Detalhes da tarefa> Segundo o trecho sobre a Cracolândia, onde existem Cracolândias?

Trecho selecionado>
'''

Mais e mais homens vão seguir por esse caminho até o fim da sua validade social e acabar se acumulando em grupos problemáticos. Eu mencionei que o problema passa por não ter um caminho de volta para eles, porque custa caro demais dar esse tipo de atenção para um homem nesse estado de abandono. Num mundo ideal, o Estado poderia usar seus recursos para cuidar dessa gente no longo prazo: não é só desintoxicar a pessoa por um mês e soltar ela de volta na rua sem lenço nem documento, é ter um caminho de recuperação claro que permita ao homem ter formas de gerar valor de novo. Homem precisa disso para funcionar. Coloca para trabalhar em alguma coisa, qualquer coisa. Faça ele acreditar que eventualmente consegue sobreviver sozinho e até mesmo prover para outros que ele tende a se aguentar muito mais longe do crime e das drogas.

Mas esse é o mundo ideal. Não temos recursos no Brasil, pelo menos não com a cleptocracia instalada, para dar esse nível de atenção aos seres humanos perdidos na Cracolândia. E sim, tem gente que não sai desse buraco nem com três assistentes sociais dando atenção constante, tem gente que vai para as drogas vinda de famílias amorosas com recursos. Por isso eu disse que tem Cracolândias em todos os cantos desse mundo. Não podemos salvar todos os seres humanos, mas podemos manter os caminhos para essa salvação sempre abertos.

Mas, peraí, então quer dizer que a solução não existe?

'''

Material apresentado>
'''

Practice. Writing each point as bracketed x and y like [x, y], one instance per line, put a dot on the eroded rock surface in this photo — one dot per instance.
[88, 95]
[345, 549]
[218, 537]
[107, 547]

'''

Resposta à tarefa> Em todos os cantos do mundo.